__Extract provided__:
My family likes a brazilian dish. It's just basically black beans cooked with garlic, onion, and water, of course, and then served over rice. We make up vinaigrette to go over the top (red wine vinegar, chopped onion, green pepper, and tomato). If you want to splurge, you can add steak. We marinade the steak in red wine vinegar with lots of garlic and then grill it. We pile out plates with rice and beans and have a small piece of meat. It's really good!


----------



## BobVigneault (Sep 7, 2010)

I take a couple cans of red beans, a couple cans of Rotel, several cups of rice, a bag of frozen sweet corn. I mix it all together and distribute them into meal sized plastic containers and freeze them. I pull out one a day and throw it in the microwave at work and that is my breakfast/lunch. I thought I got this idea from Josh. This is NO WHERE near the gourmet masterpiece that Lawrence described but it's a quickie meal in a hurry. I love it. Lawrence, I'm definitely going to try your recipe. What is 'file'?

__Required task 1__: In the bean recipe thread, what does the family marinate the steak in?
__Required task 2__: Translate this sentence from the bean recipe thread into Spanish: "I pull out one a day and throw it in the microwave at work and that is my breakfast/lunch."
__Required task 3__: Please carry on the bean recipe thread from its final sentence.

__Record excerpts__:

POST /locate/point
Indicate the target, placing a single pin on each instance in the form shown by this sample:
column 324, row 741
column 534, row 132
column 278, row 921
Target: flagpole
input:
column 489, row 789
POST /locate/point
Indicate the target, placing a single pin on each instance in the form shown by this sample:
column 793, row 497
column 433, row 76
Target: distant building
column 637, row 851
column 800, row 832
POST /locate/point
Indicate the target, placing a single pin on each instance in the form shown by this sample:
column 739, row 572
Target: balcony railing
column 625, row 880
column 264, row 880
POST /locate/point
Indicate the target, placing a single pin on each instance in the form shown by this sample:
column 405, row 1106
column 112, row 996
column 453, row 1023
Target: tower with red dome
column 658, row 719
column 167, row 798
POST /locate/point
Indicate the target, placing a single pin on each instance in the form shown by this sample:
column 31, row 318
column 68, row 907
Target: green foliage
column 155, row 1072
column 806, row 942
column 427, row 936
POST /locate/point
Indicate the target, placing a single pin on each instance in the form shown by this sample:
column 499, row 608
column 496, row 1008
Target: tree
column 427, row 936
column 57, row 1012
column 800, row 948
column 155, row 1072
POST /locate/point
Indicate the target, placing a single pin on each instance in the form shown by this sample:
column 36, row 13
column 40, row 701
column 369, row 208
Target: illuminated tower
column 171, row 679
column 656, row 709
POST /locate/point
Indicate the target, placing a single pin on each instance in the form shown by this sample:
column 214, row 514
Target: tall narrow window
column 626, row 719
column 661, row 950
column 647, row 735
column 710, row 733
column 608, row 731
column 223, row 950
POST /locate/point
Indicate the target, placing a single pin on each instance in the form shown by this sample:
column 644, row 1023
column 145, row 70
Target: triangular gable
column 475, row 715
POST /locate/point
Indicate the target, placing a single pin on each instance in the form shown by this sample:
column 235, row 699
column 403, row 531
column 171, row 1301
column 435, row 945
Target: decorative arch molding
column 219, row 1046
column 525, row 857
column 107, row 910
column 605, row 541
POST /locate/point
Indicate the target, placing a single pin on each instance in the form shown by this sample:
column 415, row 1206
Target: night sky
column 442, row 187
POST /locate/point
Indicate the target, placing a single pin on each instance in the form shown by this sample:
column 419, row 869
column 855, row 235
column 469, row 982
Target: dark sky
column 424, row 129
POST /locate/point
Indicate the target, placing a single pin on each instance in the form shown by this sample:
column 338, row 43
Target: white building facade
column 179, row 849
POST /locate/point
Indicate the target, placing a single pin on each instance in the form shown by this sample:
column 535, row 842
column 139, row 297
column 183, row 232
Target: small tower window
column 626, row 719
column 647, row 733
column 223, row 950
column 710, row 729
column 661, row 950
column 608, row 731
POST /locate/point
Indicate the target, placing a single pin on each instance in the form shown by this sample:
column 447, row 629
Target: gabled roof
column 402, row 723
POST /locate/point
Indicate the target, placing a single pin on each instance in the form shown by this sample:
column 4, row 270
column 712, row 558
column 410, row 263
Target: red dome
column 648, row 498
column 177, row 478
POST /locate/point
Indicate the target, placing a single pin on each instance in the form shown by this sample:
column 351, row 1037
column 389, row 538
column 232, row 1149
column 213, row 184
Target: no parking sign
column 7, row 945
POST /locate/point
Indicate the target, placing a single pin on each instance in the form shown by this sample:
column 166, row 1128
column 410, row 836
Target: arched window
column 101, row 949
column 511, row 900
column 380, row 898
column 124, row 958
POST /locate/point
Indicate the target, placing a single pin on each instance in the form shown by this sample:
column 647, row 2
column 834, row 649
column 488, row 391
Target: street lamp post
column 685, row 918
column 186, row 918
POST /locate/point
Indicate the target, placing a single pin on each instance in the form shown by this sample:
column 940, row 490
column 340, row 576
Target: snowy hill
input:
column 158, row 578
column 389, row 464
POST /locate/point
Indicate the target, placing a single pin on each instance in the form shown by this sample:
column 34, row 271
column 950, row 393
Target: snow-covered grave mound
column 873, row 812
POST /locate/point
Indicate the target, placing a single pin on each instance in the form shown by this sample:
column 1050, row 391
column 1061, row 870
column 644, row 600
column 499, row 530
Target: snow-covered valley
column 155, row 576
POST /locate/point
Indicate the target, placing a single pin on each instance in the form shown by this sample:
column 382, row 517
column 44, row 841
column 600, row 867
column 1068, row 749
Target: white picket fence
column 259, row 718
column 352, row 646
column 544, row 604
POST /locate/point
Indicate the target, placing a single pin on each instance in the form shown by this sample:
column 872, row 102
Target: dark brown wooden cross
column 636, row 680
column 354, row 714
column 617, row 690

__Exercise output 1__: Red wine vinegar with lots of garlic.

__Exercise output 2__: Saco uno al día, lo meto en el microondas en el trabajo y ese es mi desayuno/almuerzo.

__Exercise output 3__:
----------



## LawrenceU (Sep 7, 2010)

File' is also known as Gumbo File'. It is dried, ground sassafras leaves. It is a staple seasoning in some Cajun dishes, derived from Cherokee seasoning. It is available in every grocery and filling station around here  and in some outside of the South. I could find it when I lived in Phoenix. If you need some I'll send you a jar.


----------



## JBaldwin (Sep 7, 2010)

Lawrence, thanks for explaining Gumbo File'. Your recipe looks tasty. 

Sarah, we had some black beans and rice at a friend's house a couple of weeks ago that was prepared very much like what you describe. It was really good.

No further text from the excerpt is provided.